▶ **Your task**
For the word "tree", state how many lines of the records include it, with no other text.

▶ **Input data**
Start of Block
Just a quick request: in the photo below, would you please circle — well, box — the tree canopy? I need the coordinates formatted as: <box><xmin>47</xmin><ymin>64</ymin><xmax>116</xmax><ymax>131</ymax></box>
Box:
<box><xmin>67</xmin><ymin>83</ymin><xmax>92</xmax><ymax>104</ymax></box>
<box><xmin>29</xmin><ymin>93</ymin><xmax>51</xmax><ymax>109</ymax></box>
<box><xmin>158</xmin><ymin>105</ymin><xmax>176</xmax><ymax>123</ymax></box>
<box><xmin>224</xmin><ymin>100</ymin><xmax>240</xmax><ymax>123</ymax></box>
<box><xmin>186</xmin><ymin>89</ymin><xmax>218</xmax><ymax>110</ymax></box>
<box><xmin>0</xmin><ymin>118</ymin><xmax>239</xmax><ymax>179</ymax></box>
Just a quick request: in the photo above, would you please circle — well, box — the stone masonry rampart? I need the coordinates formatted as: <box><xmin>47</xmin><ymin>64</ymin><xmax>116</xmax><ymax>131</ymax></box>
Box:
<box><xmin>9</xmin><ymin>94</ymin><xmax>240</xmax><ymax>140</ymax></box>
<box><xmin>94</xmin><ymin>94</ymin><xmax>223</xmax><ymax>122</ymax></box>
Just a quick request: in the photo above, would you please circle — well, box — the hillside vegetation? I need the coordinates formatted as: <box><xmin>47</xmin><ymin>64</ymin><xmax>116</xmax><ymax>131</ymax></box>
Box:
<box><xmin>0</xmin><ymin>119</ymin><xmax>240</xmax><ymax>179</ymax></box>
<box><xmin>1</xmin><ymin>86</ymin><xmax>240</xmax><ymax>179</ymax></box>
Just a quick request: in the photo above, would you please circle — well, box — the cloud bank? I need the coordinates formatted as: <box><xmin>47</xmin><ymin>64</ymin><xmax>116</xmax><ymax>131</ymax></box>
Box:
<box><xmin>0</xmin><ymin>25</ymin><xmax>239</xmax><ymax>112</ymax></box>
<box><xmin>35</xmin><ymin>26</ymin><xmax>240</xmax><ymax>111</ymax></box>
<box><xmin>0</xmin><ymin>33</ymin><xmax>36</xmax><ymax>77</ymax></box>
End of Block
Start of Block
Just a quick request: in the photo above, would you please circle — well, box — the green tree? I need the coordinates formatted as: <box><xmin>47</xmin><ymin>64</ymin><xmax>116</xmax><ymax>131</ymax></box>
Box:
End of Block
▶ **Task response**
2